Top of Extracted information

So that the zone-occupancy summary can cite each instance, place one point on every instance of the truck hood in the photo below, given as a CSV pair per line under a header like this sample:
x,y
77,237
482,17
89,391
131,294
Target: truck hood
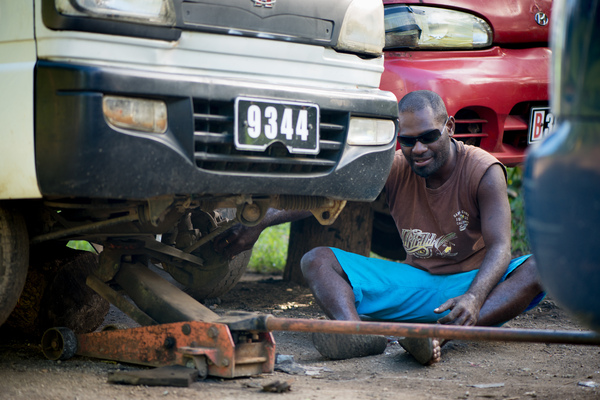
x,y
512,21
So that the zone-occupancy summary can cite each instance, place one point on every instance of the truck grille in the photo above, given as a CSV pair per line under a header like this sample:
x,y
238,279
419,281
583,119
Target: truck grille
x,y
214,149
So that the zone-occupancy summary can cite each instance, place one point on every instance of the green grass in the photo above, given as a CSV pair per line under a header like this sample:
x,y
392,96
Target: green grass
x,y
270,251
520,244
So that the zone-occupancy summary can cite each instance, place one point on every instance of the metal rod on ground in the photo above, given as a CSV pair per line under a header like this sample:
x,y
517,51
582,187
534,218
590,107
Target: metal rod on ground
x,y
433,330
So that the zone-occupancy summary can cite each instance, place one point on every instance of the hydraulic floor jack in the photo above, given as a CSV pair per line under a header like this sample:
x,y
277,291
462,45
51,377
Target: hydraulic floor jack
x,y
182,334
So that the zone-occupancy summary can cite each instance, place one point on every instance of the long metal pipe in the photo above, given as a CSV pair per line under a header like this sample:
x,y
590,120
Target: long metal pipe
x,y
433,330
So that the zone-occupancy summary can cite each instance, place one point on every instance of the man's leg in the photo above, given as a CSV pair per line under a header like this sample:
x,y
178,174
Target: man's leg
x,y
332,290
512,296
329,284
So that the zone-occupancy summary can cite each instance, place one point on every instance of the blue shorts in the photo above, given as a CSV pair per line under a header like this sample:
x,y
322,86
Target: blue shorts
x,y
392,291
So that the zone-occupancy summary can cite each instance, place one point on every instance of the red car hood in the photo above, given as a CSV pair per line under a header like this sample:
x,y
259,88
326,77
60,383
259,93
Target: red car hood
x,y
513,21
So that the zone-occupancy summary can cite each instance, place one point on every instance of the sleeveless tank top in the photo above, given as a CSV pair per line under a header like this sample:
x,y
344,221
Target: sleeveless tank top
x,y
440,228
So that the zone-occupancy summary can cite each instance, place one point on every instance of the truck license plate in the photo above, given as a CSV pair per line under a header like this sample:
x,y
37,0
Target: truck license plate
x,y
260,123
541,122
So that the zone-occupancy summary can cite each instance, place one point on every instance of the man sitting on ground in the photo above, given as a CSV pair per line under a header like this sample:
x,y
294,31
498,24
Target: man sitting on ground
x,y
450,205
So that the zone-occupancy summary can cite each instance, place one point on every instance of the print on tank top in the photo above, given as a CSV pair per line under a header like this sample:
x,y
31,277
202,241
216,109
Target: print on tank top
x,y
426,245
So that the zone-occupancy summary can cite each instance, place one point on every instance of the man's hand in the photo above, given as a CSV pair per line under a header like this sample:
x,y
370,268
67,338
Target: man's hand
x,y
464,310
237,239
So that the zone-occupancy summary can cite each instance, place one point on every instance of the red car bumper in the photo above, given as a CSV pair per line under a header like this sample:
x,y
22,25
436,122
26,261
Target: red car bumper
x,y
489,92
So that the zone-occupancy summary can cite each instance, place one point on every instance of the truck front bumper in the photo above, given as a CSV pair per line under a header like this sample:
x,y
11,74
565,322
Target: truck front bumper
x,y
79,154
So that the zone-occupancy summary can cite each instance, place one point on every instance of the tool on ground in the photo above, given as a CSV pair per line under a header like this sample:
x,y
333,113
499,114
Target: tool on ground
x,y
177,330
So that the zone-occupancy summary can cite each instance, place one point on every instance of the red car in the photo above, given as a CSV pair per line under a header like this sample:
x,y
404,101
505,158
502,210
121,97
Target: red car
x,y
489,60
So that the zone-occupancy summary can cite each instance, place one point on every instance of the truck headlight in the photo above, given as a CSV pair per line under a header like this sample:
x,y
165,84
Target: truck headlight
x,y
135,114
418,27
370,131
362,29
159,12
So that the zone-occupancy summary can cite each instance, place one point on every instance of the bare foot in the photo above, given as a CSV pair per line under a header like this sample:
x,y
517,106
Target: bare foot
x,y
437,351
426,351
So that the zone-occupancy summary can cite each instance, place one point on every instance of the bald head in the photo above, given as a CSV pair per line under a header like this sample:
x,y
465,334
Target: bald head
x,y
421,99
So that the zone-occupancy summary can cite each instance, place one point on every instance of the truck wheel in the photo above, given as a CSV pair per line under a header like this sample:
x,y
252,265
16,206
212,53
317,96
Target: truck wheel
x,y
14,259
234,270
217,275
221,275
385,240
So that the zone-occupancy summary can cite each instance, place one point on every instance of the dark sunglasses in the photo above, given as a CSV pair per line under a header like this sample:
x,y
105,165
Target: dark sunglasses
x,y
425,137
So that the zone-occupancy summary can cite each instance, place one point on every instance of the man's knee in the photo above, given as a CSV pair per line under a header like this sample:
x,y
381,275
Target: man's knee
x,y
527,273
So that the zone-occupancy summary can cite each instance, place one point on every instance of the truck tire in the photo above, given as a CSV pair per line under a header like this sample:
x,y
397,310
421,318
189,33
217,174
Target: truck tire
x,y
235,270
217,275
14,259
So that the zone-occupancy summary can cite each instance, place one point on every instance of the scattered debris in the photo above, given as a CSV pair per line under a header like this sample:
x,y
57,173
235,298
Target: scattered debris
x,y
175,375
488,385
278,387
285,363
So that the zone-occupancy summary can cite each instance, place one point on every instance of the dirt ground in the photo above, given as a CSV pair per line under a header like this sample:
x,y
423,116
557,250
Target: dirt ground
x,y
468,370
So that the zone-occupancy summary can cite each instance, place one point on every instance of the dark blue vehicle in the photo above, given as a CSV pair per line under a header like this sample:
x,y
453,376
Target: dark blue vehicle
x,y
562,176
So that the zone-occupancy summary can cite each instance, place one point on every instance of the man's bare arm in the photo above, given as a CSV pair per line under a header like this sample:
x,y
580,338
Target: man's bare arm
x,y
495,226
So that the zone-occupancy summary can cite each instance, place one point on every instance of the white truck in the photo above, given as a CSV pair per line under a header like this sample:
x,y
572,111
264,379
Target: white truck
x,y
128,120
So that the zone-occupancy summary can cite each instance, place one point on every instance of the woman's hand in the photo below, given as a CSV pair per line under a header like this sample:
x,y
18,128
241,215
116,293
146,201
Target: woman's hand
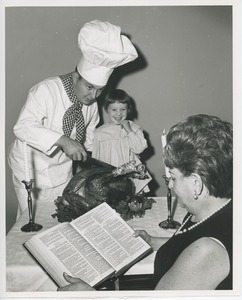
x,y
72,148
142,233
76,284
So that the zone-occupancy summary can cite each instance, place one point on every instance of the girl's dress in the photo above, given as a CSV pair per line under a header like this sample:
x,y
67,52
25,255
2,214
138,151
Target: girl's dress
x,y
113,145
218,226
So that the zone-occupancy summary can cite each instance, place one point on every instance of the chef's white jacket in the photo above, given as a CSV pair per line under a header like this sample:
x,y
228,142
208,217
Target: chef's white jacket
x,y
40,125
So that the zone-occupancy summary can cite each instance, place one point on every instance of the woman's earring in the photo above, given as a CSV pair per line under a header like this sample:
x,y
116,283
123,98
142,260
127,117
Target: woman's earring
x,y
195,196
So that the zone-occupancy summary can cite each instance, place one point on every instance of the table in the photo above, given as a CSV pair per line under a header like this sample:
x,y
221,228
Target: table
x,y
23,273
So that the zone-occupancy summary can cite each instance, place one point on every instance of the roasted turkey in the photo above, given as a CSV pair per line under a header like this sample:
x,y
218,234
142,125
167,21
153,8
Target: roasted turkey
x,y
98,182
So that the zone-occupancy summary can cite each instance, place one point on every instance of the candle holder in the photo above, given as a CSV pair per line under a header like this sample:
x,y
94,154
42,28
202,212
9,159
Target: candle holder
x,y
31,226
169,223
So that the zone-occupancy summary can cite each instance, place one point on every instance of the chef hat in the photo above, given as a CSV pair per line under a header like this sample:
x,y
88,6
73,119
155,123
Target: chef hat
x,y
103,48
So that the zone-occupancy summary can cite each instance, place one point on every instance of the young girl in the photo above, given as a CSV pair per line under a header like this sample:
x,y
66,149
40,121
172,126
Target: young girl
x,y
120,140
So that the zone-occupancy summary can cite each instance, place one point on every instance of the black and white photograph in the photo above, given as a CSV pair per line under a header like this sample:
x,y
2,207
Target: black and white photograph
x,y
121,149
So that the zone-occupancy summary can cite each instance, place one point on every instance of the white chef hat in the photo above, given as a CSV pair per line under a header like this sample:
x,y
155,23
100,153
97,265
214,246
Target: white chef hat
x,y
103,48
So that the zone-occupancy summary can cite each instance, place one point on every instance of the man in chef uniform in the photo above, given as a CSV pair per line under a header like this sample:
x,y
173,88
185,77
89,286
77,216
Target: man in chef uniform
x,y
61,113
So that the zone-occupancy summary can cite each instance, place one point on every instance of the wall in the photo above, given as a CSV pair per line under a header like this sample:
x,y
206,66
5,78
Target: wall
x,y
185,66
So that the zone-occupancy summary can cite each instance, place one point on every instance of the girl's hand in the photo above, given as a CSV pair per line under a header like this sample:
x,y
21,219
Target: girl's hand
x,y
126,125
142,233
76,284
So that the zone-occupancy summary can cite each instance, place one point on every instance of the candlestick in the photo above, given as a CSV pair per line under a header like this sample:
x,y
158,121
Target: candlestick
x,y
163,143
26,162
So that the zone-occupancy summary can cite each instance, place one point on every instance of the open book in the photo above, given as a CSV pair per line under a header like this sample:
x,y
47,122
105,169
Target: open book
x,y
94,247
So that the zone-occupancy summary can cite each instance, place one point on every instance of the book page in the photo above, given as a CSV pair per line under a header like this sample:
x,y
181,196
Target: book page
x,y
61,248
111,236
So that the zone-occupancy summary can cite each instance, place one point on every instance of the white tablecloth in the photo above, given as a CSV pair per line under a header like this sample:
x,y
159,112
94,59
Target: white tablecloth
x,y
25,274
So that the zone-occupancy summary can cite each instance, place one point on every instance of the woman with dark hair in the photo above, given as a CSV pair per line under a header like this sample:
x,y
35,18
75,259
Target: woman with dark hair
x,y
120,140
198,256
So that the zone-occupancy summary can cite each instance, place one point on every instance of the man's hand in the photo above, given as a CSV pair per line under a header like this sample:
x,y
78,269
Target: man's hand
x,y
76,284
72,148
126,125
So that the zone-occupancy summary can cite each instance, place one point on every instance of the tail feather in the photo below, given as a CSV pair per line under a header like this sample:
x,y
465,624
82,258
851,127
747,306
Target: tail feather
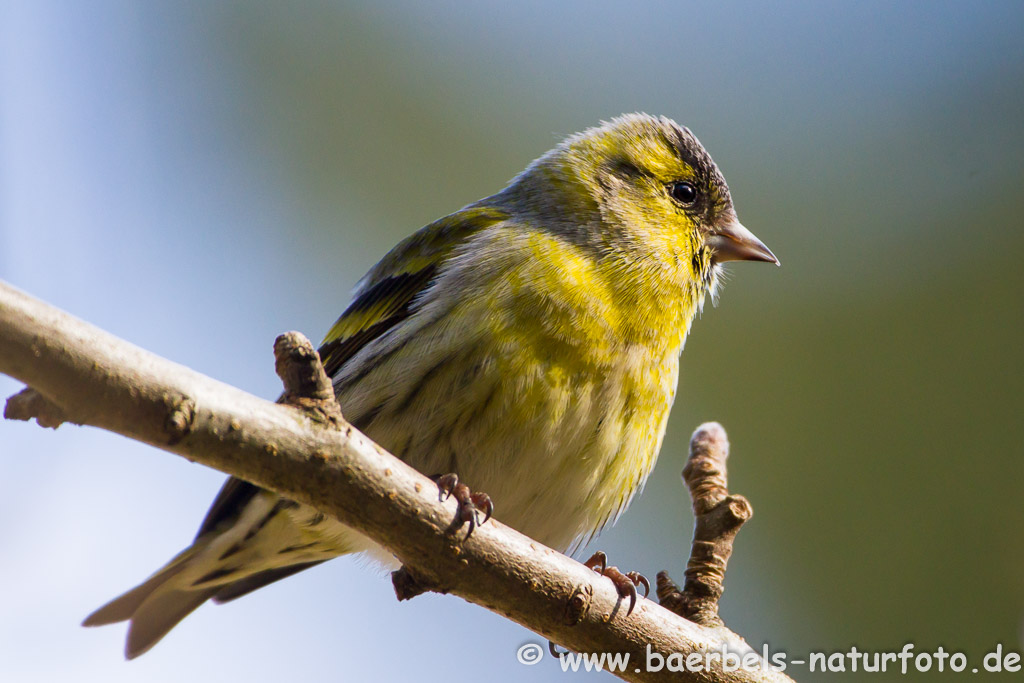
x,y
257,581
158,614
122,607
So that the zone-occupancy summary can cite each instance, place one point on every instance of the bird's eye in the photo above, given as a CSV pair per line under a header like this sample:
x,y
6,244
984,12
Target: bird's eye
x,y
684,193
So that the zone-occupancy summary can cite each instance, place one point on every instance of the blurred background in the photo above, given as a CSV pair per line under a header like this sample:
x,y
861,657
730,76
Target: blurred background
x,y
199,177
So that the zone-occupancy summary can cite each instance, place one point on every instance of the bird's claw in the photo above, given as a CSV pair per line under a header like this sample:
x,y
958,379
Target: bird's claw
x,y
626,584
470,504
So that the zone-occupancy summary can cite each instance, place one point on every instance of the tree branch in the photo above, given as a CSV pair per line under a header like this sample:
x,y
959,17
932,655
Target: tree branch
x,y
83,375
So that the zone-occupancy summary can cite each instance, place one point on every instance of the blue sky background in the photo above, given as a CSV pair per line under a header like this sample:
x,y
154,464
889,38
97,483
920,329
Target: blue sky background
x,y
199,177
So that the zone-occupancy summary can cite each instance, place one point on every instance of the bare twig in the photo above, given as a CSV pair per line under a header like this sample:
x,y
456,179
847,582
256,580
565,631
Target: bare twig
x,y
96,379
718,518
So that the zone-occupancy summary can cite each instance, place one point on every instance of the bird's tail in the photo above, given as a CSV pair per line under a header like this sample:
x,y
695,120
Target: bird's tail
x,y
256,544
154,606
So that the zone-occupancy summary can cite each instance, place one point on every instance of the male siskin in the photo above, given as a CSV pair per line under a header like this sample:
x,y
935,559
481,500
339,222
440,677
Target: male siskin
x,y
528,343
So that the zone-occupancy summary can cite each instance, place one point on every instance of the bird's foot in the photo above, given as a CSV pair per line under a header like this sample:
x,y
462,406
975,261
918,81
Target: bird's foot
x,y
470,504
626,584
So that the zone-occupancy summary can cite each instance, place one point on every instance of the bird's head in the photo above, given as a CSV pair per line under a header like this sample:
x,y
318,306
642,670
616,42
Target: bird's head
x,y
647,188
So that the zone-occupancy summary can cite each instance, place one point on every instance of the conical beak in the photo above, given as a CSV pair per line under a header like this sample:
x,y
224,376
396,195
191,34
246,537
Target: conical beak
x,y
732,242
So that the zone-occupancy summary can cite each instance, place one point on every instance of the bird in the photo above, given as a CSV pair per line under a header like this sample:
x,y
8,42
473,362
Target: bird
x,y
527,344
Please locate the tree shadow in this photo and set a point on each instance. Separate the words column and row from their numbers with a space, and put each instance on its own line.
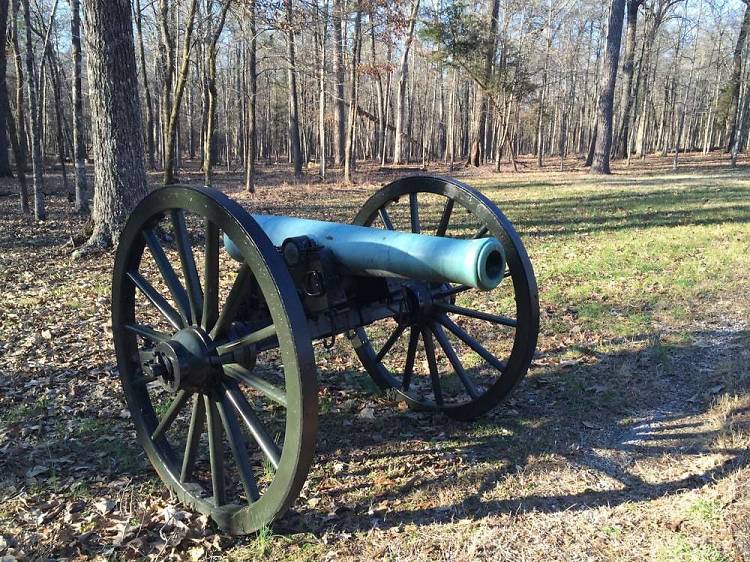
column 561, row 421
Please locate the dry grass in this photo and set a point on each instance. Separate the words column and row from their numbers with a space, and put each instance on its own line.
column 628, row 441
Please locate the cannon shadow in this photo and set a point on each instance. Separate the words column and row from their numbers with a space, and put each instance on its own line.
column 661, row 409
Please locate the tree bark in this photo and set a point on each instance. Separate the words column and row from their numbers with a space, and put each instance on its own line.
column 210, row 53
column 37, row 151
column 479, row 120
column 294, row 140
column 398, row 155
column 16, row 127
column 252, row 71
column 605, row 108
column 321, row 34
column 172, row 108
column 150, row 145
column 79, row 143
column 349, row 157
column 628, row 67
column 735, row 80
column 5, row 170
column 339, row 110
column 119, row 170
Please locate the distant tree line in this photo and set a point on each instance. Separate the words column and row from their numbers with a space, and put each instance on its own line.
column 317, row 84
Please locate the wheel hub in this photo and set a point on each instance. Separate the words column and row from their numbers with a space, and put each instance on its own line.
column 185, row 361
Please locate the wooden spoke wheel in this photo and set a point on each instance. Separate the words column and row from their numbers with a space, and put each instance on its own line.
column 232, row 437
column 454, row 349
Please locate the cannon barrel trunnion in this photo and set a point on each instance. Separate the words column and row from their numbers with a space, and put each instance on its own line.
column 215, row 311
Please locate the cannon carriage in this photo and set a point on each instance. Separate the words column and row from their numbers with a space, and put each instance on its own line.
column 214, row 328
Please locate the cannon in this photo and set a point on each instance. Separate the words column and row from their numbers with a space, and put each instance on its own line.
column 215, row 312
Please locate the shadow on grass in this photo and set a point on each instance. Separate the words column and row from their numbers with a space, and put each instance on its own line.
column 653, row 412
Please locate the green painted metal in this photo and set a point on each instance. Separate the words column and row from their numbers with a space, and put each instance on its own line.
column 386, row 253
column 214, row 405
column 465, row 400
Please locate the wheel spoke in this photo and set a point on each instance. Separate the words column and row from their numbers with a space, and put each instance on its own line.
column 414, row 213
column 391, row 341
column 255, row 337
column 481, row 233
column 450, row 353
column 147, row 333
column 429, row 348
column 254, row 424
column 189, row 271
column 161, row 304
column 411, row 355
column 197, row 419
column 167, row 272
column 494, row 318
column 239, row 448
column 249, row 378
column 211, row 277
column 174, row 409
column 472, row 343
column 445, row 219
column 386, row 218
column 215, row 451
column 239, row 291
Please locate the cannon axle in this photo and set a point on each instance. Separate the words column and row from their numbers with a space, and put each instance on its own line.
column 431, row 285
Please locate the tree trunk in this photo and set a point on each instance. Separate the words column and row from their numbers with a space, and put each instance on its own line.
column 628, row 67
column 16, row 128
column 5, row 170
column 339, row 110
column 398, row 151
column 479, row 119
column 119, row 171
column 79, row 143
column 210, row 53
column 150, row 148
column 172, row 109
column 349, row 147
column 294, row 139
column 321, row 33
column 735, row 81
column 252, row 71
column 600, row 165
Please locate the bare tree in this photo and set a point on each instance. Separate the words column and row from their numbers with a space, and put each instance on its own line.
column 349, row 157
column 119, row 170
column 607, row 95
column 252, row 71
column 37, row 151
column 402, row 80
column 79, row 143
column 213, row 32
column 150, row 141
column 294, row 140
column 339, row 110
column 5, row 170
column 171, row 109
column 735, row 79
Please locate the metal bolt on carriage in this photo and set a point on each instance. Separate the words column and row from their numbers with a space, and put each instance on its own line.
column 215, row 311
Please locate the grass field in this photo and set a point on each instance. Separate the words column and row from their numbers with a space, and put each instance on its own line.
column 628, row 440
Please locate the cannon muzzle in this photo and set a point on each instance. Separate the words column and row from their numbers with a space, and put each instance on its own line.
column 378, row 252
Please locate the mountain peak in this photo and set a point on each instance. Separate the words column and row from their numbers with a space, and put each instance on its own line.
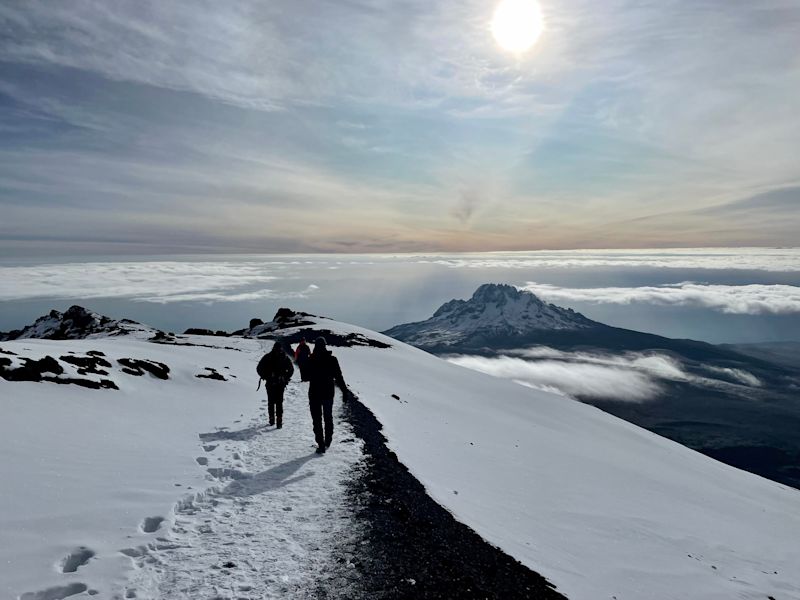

Bottom of Extracted information

#### Required work
Your output must be one number: how many lines of the listing include "below".

#### Exercise output
3